- [Passage to read]:
Could you tell me how 'trial by public opinion' in this case is different than a call for a boycott or picketing? That is, I assume that you think people should have a right to boycott and picket. Those are well protected free speech rights in the US.

McCarthyism and the blacklist involved decades of government pressure, including passing various laws against Communists at both state and national levels. The blacklist specifically started after various people were cited for contempt of Congress for refusing to testify to the House Committee on Un-American Activities.

That's hardly the same as a few organizations calling for a boycott of Firefox and a few people threatening to quit their jobs at or stop volunteering for Mozilla, is it?


The main point here is the notion of protected class. http://en.wikipedia.org/wiki/Protected_class In the United States protected classes are predominately traits upon which the individual has no control over (the notable exception being religion, pregnancy, and veteran status which are present because of constitutional and social value reasoning). Because of this line of logic egalitarians in this country support moving sexual preference as a protected class. Holding opinions (for whatever reason, you don't get to hide behind religion on that one) is on you and if that causes your employer to look bad or runs against what they stand for it is perfectly reasonable to expect to be let go.


Being gay and being a bigot are not comparable, that's insane.


I think what he's getting at is that you shouldn't suffer work consequences for opinions that you hold outside of work.

Alternatively, maybe we can decide on a set of American values and we can investigate and blackball people who hold unamerican views.


Things like this are about ethics, not "American Values" or any cultural norms. It used to be the cultural norm to be a white supremacist but that position as never actually been ethical.

Additionally, in this specific case it's worth noting that the Mozilla Foundation and its subsidiary the Mozilla Corporation are largely political organizations and someone who holds such obviously bigoted views is pretty clearly unqualified to lead an organization who's goals are freedom and openness.


Since you think ethics are absolute and unchanging, can you please tell the rest of us what the one true ethical code is?

I'm pretty sure a much more reasonable interpretation is that ethics are subject to cultural norms, and that we should not decide on one true version of ethics and force that upon everyone.


Obviously there is too much detail and history to lay out the Correct Ethical Choice for every single situation ever, but stuff like "give people equal rights," which is what we are talking about in this case, should be incredibly obvious to any reasonable person these days and judging by the backlash against Eich's appointment to CEO, that seems to be the case.


Being a bigot is a lifestyle choice, and I don't support it

(this is just a joke)


> the community has pressured him to step down because he expressed an opinion not held by the majority.

- [Tasks to complete]:
1. Print the part of the Mozilla discussion that begins at the words "Additionally, in this" and ends after "that upon everyone.".
2. In the Mozilla discussion, what specifically started the blacklist?
3. Write the next part of the Mozilla discussion, picking up after its last line.
The material that comes next isn't needed for anything here.

- [Dataset extract]:
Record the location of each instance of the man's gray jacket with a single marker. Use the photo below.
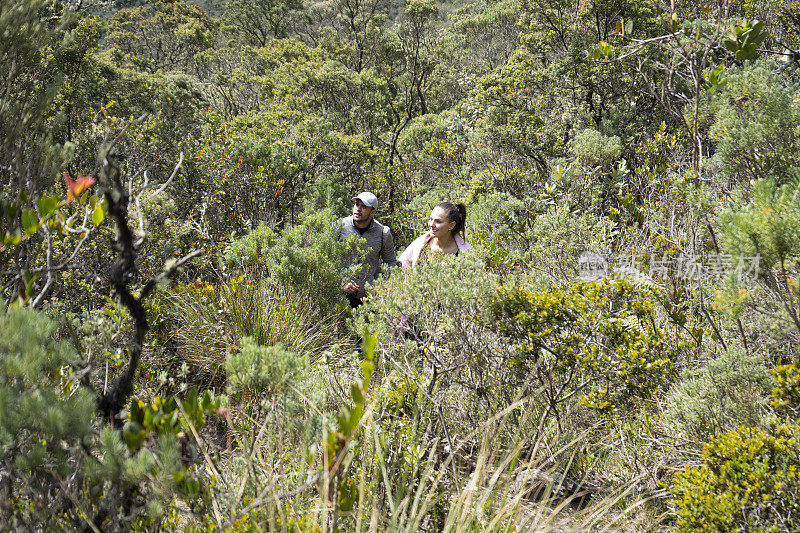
(378, 248)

- [Answers per task]:
1.
Additionally, in this specific case it's worth noting that the Mozilla Foundation and its subsidiary the Mozilla Corporation are largely political organizations and someone who holds such obviously bigoted views is pretty clearly unqualified to lead an organization who's goals are freedom and openness.


Since you think ethics are absolute and unchanging, can you please tell the rest of us what the one true ethical code is?

I'm pretty sure a much more reasonable interpretation is that ethics are subject to cultural norms, and that we should not decide on one true version of ethics and force that upon everyone.

2. It started after various people were cited for contempt of Congress for refusing to testify to the House Committee on Un-American Activities.

3.
That's not true. The fact that the majority believe the idea was necessary for the pressure to be applied, but it is not why the pressure was applied. The pressure was applied because his views trample on others' rights, and equal rights is philosophically closely tied with the entire mission of an organization like Mozilla. There are many other things which the majority believe, but which most people would acknowledge an individual's right to disagree with. This issue is different because Eich's personal opinion negatively materially affects another class of people without any justification.


> his views trample on others' rights

No; I don't agree with Eich's views, but merely having those views does not implicate anyone else's rights in any way at all. Rights are violated by actions, not merely by expressing distasteful opinions.


It's shocking and irritating to me that the three of the replies pointing out the strictly false nature of your post are all downvoted while your post sits inexplicably positive.


You mean actions like donating $1,000 to a campaign to deny people's rights.


Donating money over time against marriage equality is pretty distasteful.


I am going to give you the benefit of the doubt and assume you somehow have been living under a rock and did not know that he donated $1000 to support California Prop 8.


You can turn any political belief into "someone's rights". There are people who believe abortion is a woman's right, and others that believe legal abortion is an unprecedented holocaust. I believe we should be able to work together and respect each other while we work that out.

This is enforcing an ideological litmus test on the industry, policing people's internal beliefs. It is terrifying.


Personally, I feel the opposite. I think it's terrifying that so many in the tech industry apparently feel that ethics are irrelevant.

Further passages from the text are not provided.